In the forum thread below, what license does the third post say OpenStreetMap is under?

[START OF Source text]

[LKD-EU] Data Documentation


#1

Hello everybody,

I am working currently in the project LKD-EU (Langfristige Planung und kurzfristige Optimierung des Elektriztitätssystems in Deutschland im europäischen Kontext)

eng. title: Long-term planning and short-term optimization of the German electricity system within the European framework: Further development of methods and models to analyze the electricity system including the heat and gas sector

We published a data set: ## Electricity, Heat and Gas Sector Data for Modelling the German System ## and the DIW documentation is available here: http://bit.ly/2zIP53C

Your comments and feedback is welcome!


#2

That is an impressive data set of the German energy system.

While the electricity sector (generation, transmission) is well known from OPSD it is the first available complete data for the natural gas system.

As far as I see the gas data was compiled by georeferencing and vectorizing network topology maps from the 16 TSO and addition maps (like ENTSOG).

As much as I like available data for validation, the publication of data without an open license is a tragedy for everybody:

"As this data documentation aims for highest levels of transparency and traceability, we only use open data sources. The sources include a limited number of publications by different institutions, organizations, associations, exchanges, and companies which are publicly available (Table 1). We do not consider commercial data sets (e.g. on power plants), information only available under non-disclosure agreements (e.g. on network data), and references for individual infrastructure objects. " [1]

[1] Kunz et al. 2017, Data Documentation: Electricity, Heat, and Gas Sector Data for Modeling the German System


#3

Hello Philipp. While I agree with @ludwig.huelk , I am going to be a little more conciliatory. Table 1 (page 5–6), for instance, describes the data sources you used for the electricity sector. They span NASA MERRA-2 satellite data under public domain (courtesy of the US government) to OpenStreetMap which is copyleft ODbL. While the legal status for other sources, say that obtained from the OPSD database, is “gray” at best. So it is not possible to relicense the entire dataset under one overarching compliant license.

[END OF Source text]
[START OF Information provided]

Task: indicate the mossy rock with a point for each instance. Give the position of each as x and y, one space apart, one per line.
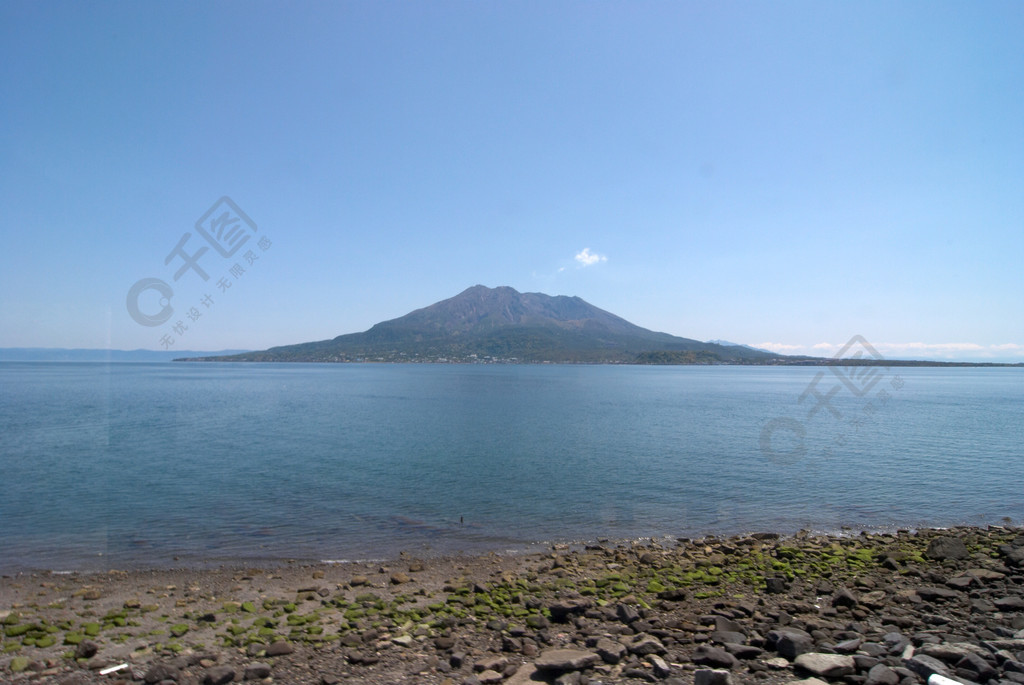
46 641
18 630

[END OF Information provided]

Correct response:
The copyleft ODbL.